* **Data to examine**:

* * * * * * *

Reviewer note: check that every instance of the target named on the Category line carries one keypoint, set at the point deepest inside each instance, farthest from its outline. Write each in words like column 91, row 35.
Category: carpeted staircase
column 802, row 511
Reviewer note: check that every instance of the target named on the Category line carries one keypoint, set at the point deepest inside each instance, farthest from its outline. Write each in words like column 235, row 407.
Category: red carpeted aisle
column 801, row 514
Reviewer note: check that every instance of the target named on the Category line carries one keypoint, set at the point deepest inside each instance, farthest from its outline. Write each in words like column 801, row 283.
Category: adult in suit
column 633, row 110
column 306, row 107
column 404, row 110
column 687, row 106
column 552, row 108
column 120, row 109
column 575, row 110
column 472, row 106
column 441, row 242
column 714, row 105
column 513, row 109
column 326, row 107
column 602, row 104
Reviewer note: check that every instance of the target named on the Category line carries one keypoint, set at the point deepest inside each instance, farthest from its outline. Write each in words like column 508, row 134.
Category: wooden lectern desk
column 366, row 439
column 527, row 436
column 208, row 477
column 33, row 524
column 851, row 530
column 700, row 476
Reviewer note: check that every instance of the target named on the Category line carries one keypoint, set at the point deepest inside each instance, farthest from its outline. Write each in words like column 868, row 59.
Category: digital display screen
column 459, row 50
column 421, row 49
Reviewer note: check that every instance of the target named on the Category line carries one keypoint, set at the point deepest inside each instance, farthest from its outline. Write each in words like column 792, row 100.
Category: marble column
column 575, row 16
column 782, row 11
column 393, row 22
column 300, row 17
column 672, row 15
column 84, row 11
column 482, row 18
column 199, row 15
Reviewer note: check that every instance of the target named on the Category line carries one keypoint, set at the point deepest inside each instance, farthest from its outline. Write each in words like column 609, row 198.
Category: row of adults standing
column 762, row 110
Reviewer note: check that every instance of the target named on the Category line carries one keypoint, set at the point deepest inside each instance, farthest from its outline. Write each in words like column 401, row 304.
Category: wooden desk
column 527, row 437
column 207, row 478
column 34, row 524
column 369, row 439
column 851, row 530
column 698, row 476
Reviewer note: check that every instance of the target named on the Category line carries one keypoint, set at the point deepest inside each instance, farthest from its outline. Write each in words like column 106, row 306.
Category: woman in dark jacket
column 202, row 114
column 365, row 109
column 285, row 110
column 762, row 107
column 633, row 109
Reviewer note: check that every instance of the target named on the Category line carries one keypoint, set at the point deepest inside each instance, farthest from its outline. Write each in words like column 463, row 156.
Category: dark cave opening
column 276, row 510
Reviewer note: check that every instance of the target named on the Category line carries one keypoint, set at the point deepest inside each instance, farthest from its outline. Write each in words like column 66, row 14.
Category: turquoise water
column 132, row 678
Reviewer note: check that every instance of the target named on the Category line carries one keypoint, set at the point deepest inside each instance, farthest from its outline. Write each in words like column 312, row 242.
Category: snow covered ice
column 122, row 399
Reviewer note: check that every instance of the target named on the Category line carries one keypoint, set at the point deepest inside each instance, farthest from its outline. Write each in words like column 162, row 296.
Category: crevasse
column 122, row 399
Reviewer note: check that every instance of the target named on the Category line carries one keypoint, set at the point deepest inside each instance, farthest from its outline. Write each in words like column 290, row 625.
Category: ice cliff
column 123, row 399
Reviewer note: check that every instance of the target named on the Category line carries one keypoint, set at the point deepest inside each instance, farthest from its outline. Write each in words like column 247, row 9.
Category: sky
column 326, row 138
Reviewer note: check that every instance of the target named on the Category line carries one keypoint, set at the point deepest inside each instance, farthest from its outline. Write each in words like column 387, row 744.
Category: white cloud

* * * * * * *

* **Work to be completed**:
In full and word for word, set down the records shown above.

* **Final answer**:
Reviewer note: check that every instance of the target named on the Category line carries one keypoint, set at the point deepest inside each instance, farthest from its outline. Write each in words like column 91, row 35.
Category: carpeted staircase
column 802, row 511
Reviewer note: check that every instance of the target named on the Category line carries one keypoint, set at the point deepest inside each instance, farthest from its outline. Write each in words like column 235, row 407.
Category: red carpeted aisle
column 801, row 514
Reviewer note: check that every instance of the target named on the Category line carries one keypoint, set at the point deepest inside each instance, farthest from its outline. Write each in words like column 801, row 283.
Category: adult in suit
column 633, row 110
column 306, row 107
column 404, row 110
column 687, row 106
column 552, row 108
column 120, row 109
column 575, row 110
column 472, row 106
column 441, row 242
column 714, row 105
column 513, row 109
column 326, row 107
column 602, row 104
Reviewer note: check that every instance of the target named on the Category line carries one keypoint, set at the point deepest inside each instance, farthest from its outline. Write each in words like column 508, row 134.
Category: wooden lectern desk
column 366, row 439
column 527, row 436
column 208, row 477
column 33, row 524
column 851, row 530
column 700, row 476
Reviewer note: check that every instance of the target named on the Category line carries one keypoint, set at the point deepest inside each instance, farthest from its outline. Write each in words like column 868, row 59.
Category: digital display screen
column 459, row 50
column 421, row 49
Reviewer note: check that every instance of the target named on the Category line carries one keypoint, set at the point deepest inside each instance, farthest from its outline. Write each in words like column 792, row 100.
Category: marble column
column 575, row 16
column 782, row 11
column 393, row 22
column 300, row 17
column 672, row 15
column 84, row 11
column 482, row 18
column 199, row 15
Reviewer note: check that every instance of the target named on the Category line carries one keypoint, set at the point deepest inside each instance, farthest from its outline. Write each in words like column 609, row 198.
Category: row of adults standing
column 762, row 110
Reviewer note: check that every instance of the target named on the Category line carries one keypoint, set at the point deepest inside each instance, farthest from its outline. Write each in words like column 401, row 304.
Category: wooden desk
column 527, row 437
column 207, row 478
column 34, row 524
column 369, row 439
column 851, row 530
column 698, row 476
Reviewer note: check that every instance of the target named on the Category line carries one keypoint, set at the point deepest inside each instance, farthest from its outline. Write each in words like column 106, row 306.
Category: woman in dark jacket
column 202, row 114
column 365, row 109
column 285, row 110
column 762, row 107
column 633, row 109
Reviewer note: check that every instance of the target named on the Category line carries one keypoint, set at the point deepest inside each instance, farthest from its outline. Write each in words like column 463, row 156.
Category: dark cave opening
column 276, row 510
Reviewer note: check that every instance of the target named on the Category line carries one keypoint, set at the point deepest inside each instance, farthest from its outline. Write each in words like column 66, row 14.
Category: turquoise water
column 132, row 678
Reviewer note: check that every instance of the target named on the Category line carries one keypoint, set at the point deepest inside each instance, farthest from its outline. Write each in words like column 312, row 242.
Category: snow covered ice
column 122, row 399
Reviewer note: check that every instance of the target named on the Category line carries one keypoint, set at the point deepest inside each instance, farthest from its outline. Write each in words like column 162, row 296.
Category: crevasse
column 122, row 399
Reviewer note: check that every instance of the target named on the Category line carries one keypoint, set at the point deepest inside each instance, farthest from its outline. Write each in words like column 290, row 625.
Category: ice cliff
column 123, row 399
Reviewer note: check that every instance of the target named on the Category line carries one keypoint, set at the point deepest inside each instance, farthest from its outline. Write each in words like column 247, row 9.
Category: sky
column 326, row 138
Reviewer note: check that every instance of the target named on the Category line carries one keypoint, set at the point deepest inside each instance, farthest from its outline. Write each in words like column 387, row 744.
Category: white cloud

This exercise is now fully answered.